Kelima, kesesatan akumulasionisme pengetahuan (the fallacy of knowledge accumulationism). Hingga kini, tak sedikit dari kita yang mengartikan ilmu sebagai timbunan berbagai macam pengetahuan. Karena itu, pendidikan ilmiah tak lain merupakan proses pemindahan timbunan informasi ilmiah. Tak pelak, kita menjadi gerombolan pemulung informasi, dan memperlakukan otak kita sebagai hardisk. Pun para pendidik, memberi takrif mengajar adalah proses memindahkan informasi, dari buku atau dari kepalanya kepada peserta didik. Karena informasi tersaji sebagai barang jadi, maka peserta didik tak perlu lagi repot-repot berpikir. Tidak perlu lagi mempertanyakan, sehingga rasa ingin tahu (libido sciendi) kita telah terbunuh terlalu dini. Hingga di perguruan tinggi, bertanya adalah tindakan langka dan bodoh. Sedangkan menjawab pertanyaan, tak lain sebagai kegiatan memunculkan kembali (retrieving) informasi hasil penyerapan. Kesesatan ini telah menafikkan semangat keberilmuan sebagai proses mendekati kebenaran itu sendiri (process of approximation of truth) .
Keenam, kesesatan sentrisisme negara (the fallacy of state-centricisism). Dunia pendidikan mengidap penyakit mental serba-negara, mental serba-pejabat. Sudah begitu lama dunia pendidikan hidup di bawah bayang-bayang negara. Mentalitas sesat ini telah menyepelekan kedudukan sangat wigati persekolahan swasta,. Tak heran bila banyak politisi memanfaatkan pendidikan sebagai piranti ideologis negara (ideological state apparatus). Sistem persekolahan berfungsi sebagai piranti utama pelestarian kekuasaan hegemonik pejabat negara. Tidak diragukan lagi, sistem persekolahan telah menjadi mesin politik (political machine) yang menghasilkan robot-robot ceria (cheerful robots) tanpa dilandasi kesadaran kritis. Masyarakat tak berdaya menghadapi negara. Karena itu layak dituding, pendidikan telah “mennyumbamg” [da menguatnya Indonesia sebagai Leviathan.

:: Daftar Entri ::
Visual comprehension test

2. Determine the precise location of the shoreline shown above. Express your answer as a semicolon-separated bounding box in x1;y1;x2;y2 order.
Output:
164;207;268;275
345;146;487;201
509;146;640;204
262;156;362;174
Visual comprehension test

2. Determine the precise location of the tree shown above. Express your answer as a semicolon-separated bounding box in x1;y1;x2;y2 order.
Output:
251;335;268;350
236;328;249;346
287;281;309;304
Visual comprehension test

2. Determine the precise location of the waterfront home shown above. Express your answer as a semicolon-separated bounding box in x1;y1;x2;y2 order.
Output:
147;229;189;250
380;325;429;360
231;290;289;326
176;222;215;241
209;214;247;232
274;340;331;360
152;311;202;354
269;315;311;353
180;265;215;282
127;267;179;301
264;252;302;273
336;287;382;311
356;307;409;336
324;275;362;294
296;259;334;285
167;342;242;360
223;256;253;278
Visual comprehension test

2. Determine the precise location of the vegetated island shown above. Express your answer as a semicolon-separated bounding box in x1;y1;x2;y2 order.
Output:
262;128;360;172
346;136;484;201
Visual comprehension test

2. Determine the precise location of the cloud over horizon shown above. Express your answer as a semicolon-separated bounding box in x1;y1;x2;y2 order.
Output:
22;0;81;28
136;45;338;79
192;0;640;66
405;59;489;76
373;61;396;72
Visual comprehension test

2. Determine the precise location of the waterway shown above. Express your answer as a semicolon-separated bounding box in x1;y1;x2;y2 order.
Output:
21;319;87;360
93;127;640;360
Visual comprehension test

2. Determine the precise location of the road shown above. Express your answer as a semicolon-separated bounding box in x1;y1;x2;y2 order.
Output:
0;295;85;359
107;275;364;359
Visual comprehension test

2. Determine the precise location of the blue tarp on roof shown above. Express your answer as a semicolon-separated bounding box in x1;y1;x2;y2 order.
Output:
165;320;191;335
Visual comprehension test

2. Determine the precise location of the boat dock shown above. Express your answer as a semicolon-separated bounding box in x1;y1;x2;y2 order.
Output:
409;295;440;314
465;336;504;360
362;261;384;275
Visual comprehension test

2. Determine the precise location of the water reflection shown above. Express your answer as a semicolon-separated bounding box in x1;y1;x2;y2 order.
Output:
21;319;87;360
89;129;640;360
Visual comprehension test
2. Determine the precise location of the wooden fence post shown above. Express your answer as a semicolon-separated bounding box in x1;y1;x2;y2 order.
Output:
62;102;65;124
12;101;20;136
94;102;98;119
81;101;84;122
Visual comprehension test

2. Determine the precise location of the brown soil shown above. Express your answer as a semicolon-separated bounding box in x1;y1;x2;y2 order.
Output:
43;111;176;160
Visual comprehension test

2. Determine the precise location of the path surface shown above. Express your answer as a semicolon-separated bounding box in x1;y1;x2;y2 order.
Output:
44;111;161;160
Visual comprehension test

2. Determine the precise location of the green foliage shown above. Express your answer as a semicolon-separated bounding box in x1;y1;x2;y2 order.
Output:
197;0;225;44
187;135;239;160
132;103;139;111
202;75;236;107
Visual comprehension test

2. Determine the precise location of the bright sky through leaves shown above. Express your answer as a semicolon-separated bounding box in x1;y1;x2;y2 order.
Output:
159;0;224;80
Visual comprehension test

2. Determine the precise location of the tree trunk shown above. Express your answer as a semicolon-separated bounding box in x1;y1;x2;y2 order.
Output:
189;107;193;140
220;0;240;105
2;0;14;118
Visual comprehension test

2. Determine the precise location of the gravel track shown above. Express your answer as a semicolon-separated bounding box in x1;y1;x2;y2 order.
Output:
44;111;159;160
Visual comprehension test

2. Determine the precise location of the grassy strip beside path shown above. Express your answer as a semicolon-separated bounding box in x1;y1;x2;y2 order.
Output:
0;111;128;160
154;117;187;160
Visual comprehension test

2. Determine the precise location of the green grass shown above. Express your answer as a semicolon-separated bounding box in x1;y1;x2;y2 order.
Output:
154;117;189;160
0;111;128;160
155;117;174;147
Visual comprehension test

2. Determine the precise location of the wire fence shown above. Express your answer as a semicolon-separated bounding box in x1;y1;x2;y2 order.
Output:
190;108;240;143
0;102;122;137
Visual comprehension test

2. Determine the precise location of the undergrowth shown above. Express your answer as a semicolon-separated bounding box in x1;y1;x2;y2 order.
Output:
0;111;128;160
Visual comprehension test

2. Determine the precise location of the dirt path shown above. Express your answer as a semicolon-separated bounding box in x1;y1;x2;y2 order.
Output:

:: Kumpulan Tugas ::
• a. Tuliskan semua istilah berbahasa Inggris yang diletakkan di dalam tanda kurung pada kutipan sumber.
• b. Perbarui daftar dari baris pertamanya sampai baris yang memuat "362;261;384;275", lalu tulis ulang baris-baris itu saja. Ganti "Determine" dengan "Identify" dan biarkan bagian lainnya tetap sama.

:: Jawaban Latihan ::
• a.
- the fallacy of knowledge accumulationism
- retrieving
- process of approximation of truth
- the fallacy of state-centricisism
- ideological state apparatus
- political machine
- cheerful robots

• b.
Visual comprehension test

2. Identify the precise location of the shoreline shown above. Express your answer as a semicolon-separated bounding box in x1;y1;x2;y2 order.
Output:
164;207;268;275
345;146;487;201
509;146;640;204
262;156;362;174
Visual comprehension test

2. Identify the precise location of the tree shown above. Express your answer as a semicolon-separated bounding box in x1;y1;x2;y2 order.
Output:
251;335;268;350
236;328;249;346
287;281;309;304
Visual comprehension test

2. Identify the precise location of the waterfront home shown above. Express your answer as a semicolon-separated bounding box in x1;y1;x2;y2 order.
Output:
147;229;189;250
380;325;429;360
231;290;289;326
176;222;215;241
209;214;247;232
274;340;331;360
152;311;202;354
269;315;311;353
180;265;215;282
127;267;179;301
264;252;302;273
336;287;382;311
356;307;409;336
324;275;362;294
296;259;334;285
167;342;242;360
223;256;253;278
Visual comprehension test

2. Identify the precise location of the vegetated island shown above. Express your answer as a semicolon-separated bounding box in x1;y1;x2;y2 order.
Output:
262;128;360;172
346;136;484;201
Visual comprehension test

2. Identify the precise location of the cloud over horizon shown above. Express your answer as a semicolon-separated bounding box in x1;y1;x2;y2 order.
Output:
22;0;81;28
136;45;338;79
192;0;640;66
405;59;489;76
373;61;396;72
Visual comprehension test

2. Identify the precise location of the waterway shown above. Express your answer as a semicolon-separated bounding box in x1;y1;x2;y2 order.
Output:
21;319;87;360
93;127;640;360
Visual comprehension test

2. Identify the precise location of the road shown above. Express your answer as a semicolon-separated bounding box in x1;y1;x2;y2 order.
Output:
0;295;85;359
107;275;364;359
Visual comprehension test

2. Identify the precise location of the blue tarp on roof shown above. Express your answer as a semicolon-separated bounding box in x1;y1;x2;y2 order.
Output:
165;320;191;335
Visual comprehension test

2. Identify the precise location of the boat dock shown above. Express your answer as a semicolon-separated bounding box in x1;y1;x2;y2 order.
Output:
409;295;440;314
465;336;504;360
362;261;384;275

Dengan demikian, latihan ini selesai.